Task description:
Copy the entries exactly, leaving out nothing.

[Start of Attachment]

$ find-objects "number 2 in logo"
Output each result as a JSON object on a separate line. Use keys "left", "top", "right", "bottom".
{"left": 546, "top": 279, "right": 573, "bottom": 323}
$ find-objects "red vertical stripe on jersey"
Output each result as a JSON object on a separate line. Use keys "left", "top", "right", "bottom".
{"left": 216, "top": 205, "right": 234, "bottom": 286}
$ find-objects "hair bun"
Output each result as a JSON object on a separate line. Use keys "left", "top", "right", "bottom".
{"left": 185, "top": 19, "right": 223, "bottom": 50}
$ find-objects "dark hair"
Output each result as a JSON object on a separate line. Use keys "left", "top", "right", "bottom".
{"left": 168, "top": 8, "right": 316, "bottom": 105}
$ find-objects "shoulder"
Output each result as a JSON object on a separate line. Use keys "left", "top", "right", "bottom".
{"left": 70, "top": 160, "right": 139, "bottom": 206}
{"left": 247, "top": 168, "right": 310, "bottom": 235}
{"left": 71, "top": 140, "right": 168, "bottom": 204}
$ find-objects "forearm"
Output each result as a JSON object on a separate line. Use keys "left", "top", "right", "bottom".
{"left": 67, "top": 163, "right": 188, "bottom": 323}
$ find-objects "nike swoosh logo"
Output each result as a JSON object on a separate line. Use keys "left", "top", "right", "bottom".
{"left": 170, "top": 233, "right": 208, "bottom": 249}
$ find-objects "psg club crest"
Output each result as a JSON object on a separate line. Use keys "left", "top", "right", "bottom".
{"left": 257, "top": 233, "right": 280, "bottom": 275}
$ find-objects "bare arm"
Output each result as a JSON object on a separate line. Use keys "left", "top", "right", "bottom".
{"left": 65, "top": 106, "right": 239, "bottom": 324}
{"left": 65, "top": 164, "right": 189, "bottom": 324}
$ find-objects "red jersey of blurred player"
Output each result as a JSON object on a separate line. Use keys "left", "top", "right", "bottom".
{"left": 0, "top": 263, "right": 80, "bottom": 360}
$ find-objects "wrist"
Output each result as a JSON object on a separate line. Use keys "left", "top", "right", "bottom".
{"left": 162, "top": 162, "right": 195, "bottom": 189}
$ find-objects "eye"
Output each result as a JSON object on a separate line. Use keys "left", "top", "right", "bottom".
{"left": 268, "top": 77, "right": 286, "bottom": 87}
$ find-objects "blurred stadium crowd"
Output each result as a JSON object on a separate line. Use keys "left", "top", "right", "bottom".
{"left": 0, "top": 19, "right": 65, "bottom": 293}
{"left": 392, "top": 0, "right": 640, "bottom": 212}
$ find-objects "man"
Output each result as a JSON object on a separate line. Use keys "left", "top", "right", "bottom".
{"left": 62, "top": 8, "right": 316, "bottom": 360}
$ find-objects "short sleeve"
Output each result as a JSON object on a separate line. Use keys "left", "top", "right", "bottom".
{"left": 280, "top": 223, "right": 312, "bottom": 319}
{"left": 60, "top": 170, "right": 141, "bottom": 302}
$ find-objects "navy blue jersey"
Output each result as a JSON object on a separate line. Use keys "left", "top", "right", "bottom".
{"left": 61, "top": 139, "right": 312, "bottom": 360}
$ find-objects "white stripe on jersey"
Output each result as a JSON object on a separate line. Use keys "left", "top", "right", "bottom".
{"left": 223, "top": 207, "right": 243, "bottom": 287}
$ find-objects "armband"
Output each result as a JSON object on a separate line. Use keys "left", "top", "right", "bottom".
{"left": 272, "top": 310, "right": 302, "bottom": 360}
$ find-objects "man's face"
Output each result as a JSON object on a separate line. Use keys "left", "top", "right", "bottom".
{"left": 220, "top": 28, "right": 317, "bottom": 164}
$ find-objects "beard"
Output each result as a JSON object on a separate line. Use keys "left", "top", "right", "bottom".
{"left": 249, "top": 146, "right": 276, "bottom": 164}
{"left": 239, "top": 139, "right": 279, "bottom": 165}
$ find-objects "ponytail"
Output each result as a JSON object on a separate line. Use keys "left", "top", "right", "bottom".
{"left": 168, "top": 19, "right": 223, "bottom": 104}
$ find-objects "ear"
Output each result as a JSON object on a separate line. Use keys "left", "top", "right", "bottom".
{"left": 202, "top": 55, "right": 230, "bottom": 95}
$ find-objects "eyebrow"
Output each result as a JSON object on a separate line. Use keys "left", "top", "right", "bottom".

[End of Attachment]

Solution for this task:
$ find-objects "number 2 in logo"
Output each result as a JSON object on a separate line. Use keys "left", "top", "right", "bottom".
{"left": 546, "top": 279, "right": 573, "bottom": 323}
$ find-objects "red vertical stripe on jersey"
Output each result as a JSON object on a separate line. Use keys "left", "top", "right", "bottom".
{"left": 216, "top": 205, "right": 234, "bottom": 286}
$ find-objects "hair bun"
Output each result as a JSON object on a separate line. Use keys "left", "top", "right", "bottom".
{"left": 185, "top": 19, "right": 223, "bottom": 50}
$ find-objects "dark hair"
Output each result as a JSON object on a separate line. Use keys "left", "top", "right", "bottom".
{"left": 168, "top": 8, "right": 316, "bottom": 105}
$ find-objects "shoulder"
Output each result as a JSON object on a separate line. Use keys "left", "top", "right", "bottom".
{"left": 70, "top": 160, "right": 139, "bottom": 206}
{"left": 247, "top": 168, "right": 310, "bottom": 235}
{"left": 71, "top": 140, "right": 168, "bottom": 204}
$ find-objects "forearm"
Output each result as a JSON object on a separate line. Use keys "left", "top", "right", "bottom".
{"left": 67, "top": 163, "right": 188, "bottom": 323}
$ find-objects "nike swoosh logo"
Output each result as a JSON object on a separate line. Use keys "left", "top", "right", "bottom".
{"left": 170, "top": 233, "right": 208, "bottom": 249}
$ find-objects "psg club crest"
Output each result as a JSON object on a separate line. Use keys "left", "top", "right", "bottom".
{"left": 257, "top": 233, "right": 280, "bottom": 275}
$ find-objects "bare arm"
Output each result as a JSON object on a separate line. Use keys "left", "top", "right", "bottom".
{"left": 65, "top": 106, "right": 239, "bottom": 324}
{"left": 65, "top": 164, "right": 189, "bottom": 324}
$ find-objects "red jersey of blurred player"
Output each result as a JSON object on a separate line. Use keys "left", "top", "right", "bottom".
{"left": 0, "top": 263, "right": 80, "bottom": 360}
$ find-objects "wrist"
Output each result as a JSON object on a separate line. Use keys "left", "top", "right", "bottom".
{"left": 162, "top": 162, "right": 195, "bottom": 189}
$ find-objects "eye"
Output each result as a JSON object on a separate line. Use keys "left", "top", "right", "bottom".
{"left": 268, "top": 77, "right": 286, "bottom": 87}
$ find-objects "blurred stadium crowd"
Output each result as a JSON object on a separate line. Use keys "left", "top", "right", "bottom".
{"left": 0, "top": 19, "right": 65, "bottom": 293}
{"left": 392, "top": 0, "right": 640, "bottom": 212}
$ find-objects "man"
Output each result as a JSON object on a separate line. Use keys "left", "top", "right", "bottom".
{"left": 62, "top": 8, "right": 316, "bottom": 360}
$ find-objects "short sleeve"
Output each result as a JSON object on a separate line. Use keys "left", "top", "right", "bottom".
{"left": 280, "top": 223, "right": 312, "bottom": 319}
{"left": 60, "top": 170, "right": 141, "bottom": 302}
$ find-objects "navy blue jersey"
Output each result as a JSON object on a separate line. Use keys "left", "top", "right", "bottom".
{"left": 61, "top": 139, "right": 312, "bottom": 360}
$ find-objects "white stripe on jersey"
Output each result as a JSON object on a separate line. Use keys "left", "top", "right", "bottom".
{"left": 223, "top": 207, "right": 243, "bottom": 287}
$ find-objects "armband"
Output each result as a JSON object on a separate line. Use keys "left", "top", "right", "bottom".
{"left": 272, "top": 310, "right": 302, "bottom": 360}
$ find-objects "man's face"
Output each result as a JSON object on a separate line. Use keys "left", "top", "right", "bottom".
{"left": 220, "top": 28, "right": 317, "bottom": 164}
$ find-objects "beard"
Output each result as a JSON object on a separate line. Use keys "left", "top", "right", "bottom".
{"left": 249, "top": 146, "right": 276, "bottom": 164}
{"left": 239, "top": 139, "right": 279, "bottom": 165}
$ find-objects "ponytail"
Output each result as a JSON object on a separate line. Use keys "left", "top", "right", "bottom".
{"left": 168, "top": 19, "right": 223, "bottom": 104}
$ find-objects "ear"
Output each result as a JSON object on a separate line. Use keys "left", "top", "right", "bottom".
{"left": 202, "top": 55, "right": 230, "bottom": 95}
$ find-objects "eyebrow"
Output each result as a JSON object on a separate line. Use keys "left", "top", "right", "bottom".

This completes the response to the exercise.